[PROBLEM REQUIREMENTS] Can you lay out all of the material below as a numbered list, without any blank lines and without the pictures?

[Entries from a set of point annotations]
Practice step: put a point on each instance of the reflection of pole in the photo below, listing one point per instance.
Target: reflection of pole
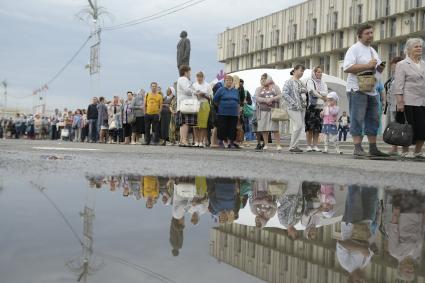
(4, 84)
(86, 264)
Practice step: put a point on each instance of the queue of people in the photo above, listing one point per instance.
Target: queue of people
(224, 115)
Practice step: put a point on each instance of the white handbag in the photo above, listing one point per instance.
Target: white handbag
(65, 133)
(190, 106)
(185, 190)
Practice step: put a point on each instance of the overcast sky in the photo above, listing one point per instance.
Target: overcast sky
(39, 36)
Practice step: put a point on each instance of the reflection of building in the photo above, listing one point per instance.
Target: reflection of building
(318, 32)
(272, 256)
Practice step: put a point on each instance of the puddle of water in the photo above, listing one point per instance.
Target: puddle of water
(135, 228)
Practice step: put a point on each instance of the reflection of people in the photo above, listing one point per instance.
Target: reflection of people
(150, 190)
(356, 249)
(221, 193)
(290, 211)
(176, 235)
(406, 233)
(183, 50)
(263, 205)
(343, 126)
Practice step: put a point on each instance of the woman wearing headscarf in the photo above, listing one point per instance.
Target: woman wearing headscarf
(268, 96)
(166, 116)
(227, 101)
(317, 91)
(127, 117)
(295, 95)
(115, 120)
(409, 85)
(204, 93)
(138, 129)
(173, 133)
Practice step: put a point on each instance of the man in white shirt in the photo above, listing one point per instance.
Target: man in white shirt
(363, 106)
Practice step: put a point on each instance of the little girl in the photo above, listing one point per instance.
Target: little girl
(330, 114)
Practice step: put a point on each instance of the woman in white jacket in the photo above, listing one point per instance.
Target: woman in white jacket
(184, 92)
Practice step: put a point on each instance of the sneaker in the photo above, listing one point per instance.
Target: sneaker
(405, 155)
(378, 153)
(233, 146)
(419, 156)
(316, 149)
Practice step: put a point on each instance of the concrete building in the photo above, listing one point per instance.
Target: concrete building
(318, 32)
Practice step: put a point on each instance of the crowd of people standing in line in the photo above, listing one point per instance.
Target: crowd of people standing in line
(224, 114)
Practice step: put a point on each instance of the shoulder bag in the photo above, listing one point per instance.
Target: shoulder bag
(399, 134)
(367, 79)
(279, 114)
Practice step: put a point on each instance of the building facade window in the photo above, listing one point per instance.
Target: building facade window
(299, 48)
(261, 42)
(359, 13)
(423, 20)
(387, 7)
(265, 57)
(246, 45)
(277, 37)
(314, 26)
(393, 29)
(335, 20)
(392, 50)
(412, 22)
(401, 48)
(319, 44)
(341, 39)
(382, 30)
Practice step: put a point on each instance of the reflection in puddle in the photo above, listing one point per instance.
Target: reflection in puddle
(315, 232)
(161, 228)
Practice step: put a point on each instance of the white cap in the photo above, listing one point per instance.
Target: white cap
(333, 96)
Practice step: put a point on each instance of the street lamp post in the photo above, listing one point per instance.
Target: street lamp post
(4, 84)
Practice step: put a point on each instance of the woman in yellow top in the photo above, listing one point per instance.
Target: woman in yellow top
(150, 190)
(153, 105)
(204, 92)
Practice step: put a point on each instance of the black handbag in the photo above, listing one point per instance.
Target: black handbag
(399, 134)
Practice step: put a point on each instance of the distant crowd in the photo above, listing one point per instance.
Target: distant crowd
(224, 114)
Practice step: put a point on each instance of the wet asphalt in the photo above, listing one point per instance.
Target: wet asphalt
(27, 157)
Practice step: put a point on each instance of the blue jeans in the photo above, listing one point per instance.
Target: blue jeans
(93, 132)
(364, 115)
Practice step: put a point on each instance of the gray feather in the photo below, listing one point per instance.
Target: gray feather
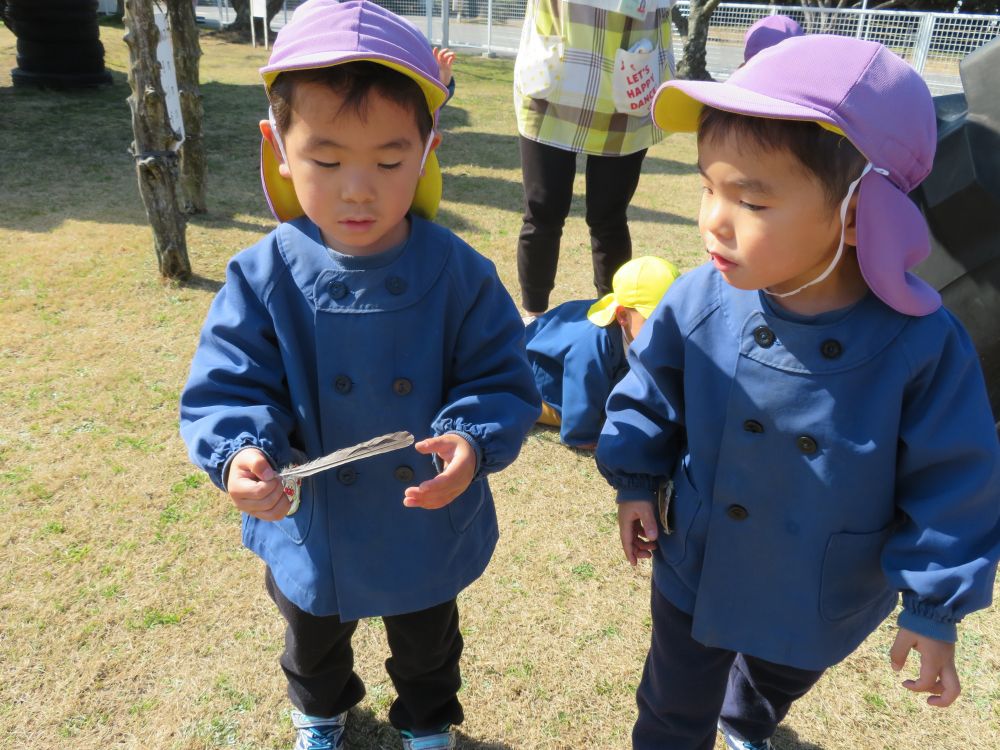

[SOLUTION TO THIS PROBLEM]
1. Practice step: put a point on each instance of the reflection of pole in the photo below, listing one point per instance.
2. Target: reflection of pole
3. (4, 84)
4. (86, 264)
5. Practice step: put a point on each instance of the queue of people in the photo above, listing one point per instance.
6. Target: queue of people
7. (224, 115)
8. Practice step: put a point on each instance of the white handbag in the photo above, listing one point per instance.
9. Target: white handbag
10. (65, 133)
11. (190, 106)
12. (185, 190)
13. Practice step: put a point on each instance of the overcast sky in the photo above, listing one point per instance.
14. Target: overcast sky
15. (39, 36)
16. Practice step: put a point on each instance of the reflection of building in the photo above, listing one point per instance.
17. Target: reflection of building
18. (318, 32)
19. (272, 256)
20. Practice step: put a point on each instance of the puddle of water in the photo above, listing one point per instance.
21. Target: puddle of water
22. (135, 228)
23. Practice step: put a point on each instance of the reflection of people in the photo above, listing one point per instance.
24. Target: reflection of people
25. (150, 190)
26. (356, 249)
27. (221, 193)
28. (290, 211)
29. (176, 235)
30. (406, 233)
31. (183, 50)
32. (263, 205)
33. (343, 126)
34. Practice step: put a point on each instance of the woman wearing headscarf in the photo above, listing one point per instance.
35. Target: woman wearing headscarf
36. (268, 96)
37. (166, 116)
38. (227, 101)
39. (317, 91)
40. (127, 117)
41. (295, 95)
42. (115, 120)
43. (409, 85)
44. (204, 93)
45. (138, 129)
46. (173, 133)
47. Practice step: put a point on each instance of the man in white shirt in the photo above, listing one point per instance.
48. Target: man in white shirt
49. (363, 106)
50. Practice step: put a point on each instance of the little girl in the photo above, listing one point per instance.
51. Target: little girl
52. (330, 114)
53. Practice step: put a point on each instance of the woman in white jacket in the photo above, listing one point per instance.
54. Target: woman in white jacket
55. (184, 92)
56. Practice step: put a point on each instance of the sneaker in the photo above, listing one point per instance.
57. Target: sneaker
58. (405, 155)
59. (378, 153)
60. (233, 146)
61. (419, 156)
62. (316, 149)
63. Practice step: put a point on each instance of the concrete building in the photo above, listing one point per instance.
64. Target: concrete building
65. (318, 32)
66. Practice step: put a point on each instance of the crowd of people standing in line in the photo above, listing one point per instance.
67. Target: crowd of people standing in line
68. (224, 114)
69. Practice step: put a point on each instance of the shoulder bag in the photo above, listing one point per instance.
70. Target: shoulder bag
71. (399, 134)
72. (367, 79)
73. (279, 114)
74. Practice step: put a point on each instance of the building facade window in the photo above, listing one point per instance.
75. Target: building facade window
76. (299, 48)
77. (261, 42)
78. (359, 13)
79. (423, 20)
80. (387, 7)
81. (265, 57)
82. (246, 45)
83. (277, 37)
84. (314, 26)
85. (393, 29)
86. (335, 20)
87. (392, 50)
88. (412, 22)
89. (401, 48)
90. (319, 44)
91. (341, 39)
92. (382, 30)
93. Practice step: put a point on each instance of the reflection in puddle in the photo above, listing one point per instance.
94. Target: reflection in puddle
95. (315, 232)
96. (161, 228)
97. Practice step: put a point on each instance of the white cap in the photo above, listing one point per instance.
98. Target: white cap
99. (333, 96)
100. Practice step: put a point on each instance of the street lamp post in the photo above, listing one point per instance.
101. Target: street lamp post
102. (4, 84)
103. Practice step: put a point on each instance of the woman in yellow top in the photo above, listing one point per instance.
104. Target: woman in yellow top
105. (150, 190)
106. (153, 105)
107. (204, 92)
108. Practice step: put a point on each instance of the black handbag in the photo above, listing one point per instance.
109. Target: black handbag
110. (399, 134)
111. Practice step: put a point on each instance of the distant crowd in the photo above, listing one point per instance.
112. Target: distant crowd
113. (224, 114)
114. Practice step: put a point on each instance of the wet asphalt in the photo above, listing one point per instance.
115. Target: wet asphalt
116. (27, 157)
117. Practice step: put a point on each instance of the blue jeans in the photo above, listing one point per instance.
118. Target: blue jeans
119. (93, 132)
120. (364, 115)
121. Practice step: put a point on each instance of the gray feather in the photo below, listing one point per instance.
122. Target: gray feather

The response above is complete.